__Short exercise__
In the data, take the lines from the one containing "the knuckle, and" through the end of the data, both included. Write those lines out again with "wooden spoon" changed to "wooden ladle" and everything else left as is.

** Begin **

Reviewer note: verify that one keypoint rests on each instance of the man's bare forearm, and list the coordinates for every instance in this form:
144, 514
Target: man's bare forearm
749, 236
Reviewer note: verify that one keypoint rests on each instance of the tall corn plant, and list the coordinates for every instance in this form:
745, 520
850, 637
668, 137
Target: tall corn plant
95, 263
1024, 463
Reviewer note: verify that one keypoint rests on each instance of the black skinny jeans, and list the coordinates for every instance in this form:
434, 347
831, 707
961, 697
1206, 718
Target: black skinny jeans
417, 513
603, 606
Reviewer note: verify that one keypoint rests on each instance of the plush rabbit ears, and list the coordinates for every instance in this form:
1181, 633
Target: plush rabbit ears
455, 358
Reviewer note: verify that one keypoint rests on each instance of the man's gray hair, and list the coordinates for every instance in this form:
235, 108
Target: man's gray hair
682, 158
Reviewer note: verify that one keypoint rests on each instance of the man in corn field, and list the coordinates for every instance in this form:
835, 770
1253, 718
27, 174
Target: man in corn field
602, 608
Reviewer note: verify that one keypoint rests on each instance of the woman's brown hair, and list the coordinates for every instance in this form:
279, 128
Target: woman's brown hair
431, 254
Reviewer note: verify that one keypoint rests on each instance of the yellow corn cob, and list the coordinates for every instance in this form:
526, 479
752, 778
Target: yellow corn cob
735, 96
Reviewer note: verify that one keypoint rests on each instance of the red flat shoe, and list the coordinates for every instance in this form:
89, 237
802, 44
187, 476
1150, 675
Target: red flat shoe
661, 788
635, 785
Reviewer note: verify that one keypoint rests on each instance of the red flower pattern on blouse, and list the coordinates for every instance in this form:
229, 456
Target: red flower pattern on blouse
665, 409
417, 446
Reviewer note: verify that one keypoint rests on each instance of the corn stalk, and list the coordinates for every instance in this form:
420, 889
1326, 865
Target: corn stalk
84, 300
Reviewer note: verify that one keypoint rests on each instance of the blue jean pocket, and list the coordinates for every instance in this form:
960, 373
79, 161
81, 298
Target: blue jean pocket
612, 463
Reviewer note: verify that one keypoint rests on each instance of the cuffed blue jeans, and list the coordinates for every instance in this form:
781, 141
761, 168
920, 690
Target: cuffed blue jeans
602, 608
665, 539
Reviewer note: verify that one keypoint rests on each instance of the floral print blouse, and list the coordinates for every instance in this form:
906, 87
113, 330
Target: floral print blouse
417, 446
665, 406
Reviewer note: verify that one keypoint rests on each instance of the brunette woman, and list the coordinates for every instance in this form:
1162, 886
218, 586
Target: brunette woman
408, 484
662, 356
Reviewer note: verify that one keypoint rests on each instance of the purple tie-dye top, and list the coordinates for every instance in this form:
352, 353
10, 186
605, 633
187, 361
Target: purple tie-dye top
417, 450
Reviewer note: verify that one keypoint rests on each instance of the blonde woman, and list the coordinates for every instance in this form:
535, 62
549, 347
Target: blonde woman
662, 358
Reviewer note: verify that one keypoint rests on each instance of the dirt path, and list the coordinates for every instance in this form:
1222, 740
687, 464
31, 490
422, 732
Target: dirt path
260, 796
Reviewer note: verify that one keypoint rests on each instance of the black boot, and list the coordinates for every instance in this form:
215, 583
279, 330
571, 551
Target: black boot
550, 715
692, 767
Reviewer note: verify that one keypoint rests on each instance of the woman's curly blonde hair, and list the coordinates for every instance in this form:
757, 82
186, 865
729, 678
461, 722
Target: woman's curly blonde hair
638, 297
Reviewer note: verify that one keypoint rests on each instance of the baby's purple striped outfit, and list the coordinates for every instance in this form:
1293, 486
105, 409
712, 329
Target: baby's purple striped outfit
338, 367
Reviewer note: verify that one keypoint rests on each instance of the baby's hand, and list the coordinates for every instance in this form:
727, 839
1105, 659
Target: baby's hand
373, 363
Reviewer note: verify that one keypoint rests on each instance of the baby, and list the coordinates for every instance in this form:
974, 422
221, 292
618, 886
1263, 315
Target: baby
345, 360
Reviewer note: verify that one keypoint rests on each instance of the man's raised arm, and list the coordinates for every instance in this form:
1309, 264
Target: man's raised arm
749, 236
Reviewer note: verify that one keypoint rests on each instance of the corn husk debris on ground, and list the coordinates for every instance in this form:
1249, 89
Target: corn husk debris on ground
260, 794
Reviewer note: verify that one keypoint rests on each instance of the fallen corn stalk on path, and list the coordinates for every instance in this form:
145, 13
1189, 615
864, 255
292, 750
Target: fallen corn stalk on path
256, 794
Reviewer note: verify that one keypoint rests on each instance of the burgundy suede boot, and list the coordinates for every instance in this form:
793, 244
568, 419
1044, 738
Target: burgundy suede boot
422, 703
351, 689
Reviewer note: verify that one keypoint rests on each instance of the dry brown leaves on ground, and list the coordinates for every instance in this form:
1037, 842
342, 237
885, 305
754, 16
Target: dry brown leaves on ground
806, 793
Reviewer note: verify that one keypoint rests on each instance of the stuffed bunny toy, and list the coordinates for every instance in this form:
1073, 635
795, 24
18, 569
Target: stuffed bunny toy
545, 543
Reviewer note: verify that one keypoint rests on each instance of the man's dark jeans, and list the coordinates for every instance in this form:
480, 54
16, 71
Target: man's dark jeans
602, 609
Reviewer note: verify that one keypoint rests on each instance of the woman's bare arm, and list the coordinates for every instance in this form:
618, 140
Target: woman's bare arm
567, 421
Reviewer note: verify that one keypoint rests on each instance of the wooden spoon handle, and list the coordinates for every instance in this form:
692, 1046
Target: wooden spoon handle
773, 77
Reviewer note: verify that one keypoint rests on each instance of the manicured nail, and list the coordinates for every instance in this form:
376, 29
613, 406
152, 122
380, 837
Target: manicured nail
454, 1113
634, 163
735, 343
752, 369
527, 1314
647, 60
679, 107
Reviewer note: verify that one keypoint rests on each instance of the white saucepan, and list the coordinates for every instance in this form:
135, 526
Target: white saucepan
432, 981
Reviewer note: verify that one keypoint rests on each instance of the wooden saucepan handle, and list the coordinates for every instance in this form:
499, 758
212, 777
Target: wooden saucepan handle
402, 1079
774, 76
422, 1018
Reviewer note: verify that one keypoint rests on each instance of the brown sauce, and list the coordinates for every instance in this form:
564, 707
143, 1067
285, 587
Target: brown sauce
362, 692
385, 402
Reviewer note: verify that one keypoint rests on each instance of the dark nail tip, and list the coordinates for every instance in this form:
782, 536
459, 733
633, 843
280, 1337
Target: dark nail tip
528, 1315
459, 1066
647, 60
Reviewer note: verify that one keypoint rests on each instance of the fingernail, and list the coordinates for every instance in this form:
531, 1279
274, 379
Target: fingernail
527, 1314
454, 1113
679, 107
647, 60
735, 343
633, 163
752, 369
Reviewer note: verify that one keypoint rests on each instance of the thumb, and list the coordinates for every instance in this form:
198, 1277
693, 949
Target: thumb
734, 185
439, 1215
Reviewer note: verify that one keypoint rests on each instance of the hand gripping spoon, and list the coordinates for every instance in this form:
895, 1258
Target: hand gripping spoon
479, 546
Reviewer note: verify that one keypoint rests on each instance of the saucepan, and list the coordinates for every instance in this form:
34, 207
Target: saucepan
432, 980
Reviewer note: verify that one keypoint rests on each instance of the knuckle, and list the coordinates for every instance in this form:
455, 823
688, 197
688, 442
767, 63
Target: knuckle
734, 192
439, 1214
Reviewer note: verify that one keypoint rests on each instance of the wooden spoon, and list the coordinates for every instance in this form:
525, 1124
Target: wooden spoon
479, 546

** End **

__Response to the task__
Reviewer note: verify that one keypoint rests on each instance of the knuckle, and list the coordinates for every instance in this form:
455, 823
688, 197
688, 442
767, 63
Target: knuckle
734, 192
439, 1214
Reviewer note: verify that one keypoint rests on each instance of the wooden ladle, and list the coordinates for every instance in this form:
525, 1124
Target: wooden ladle
479, 546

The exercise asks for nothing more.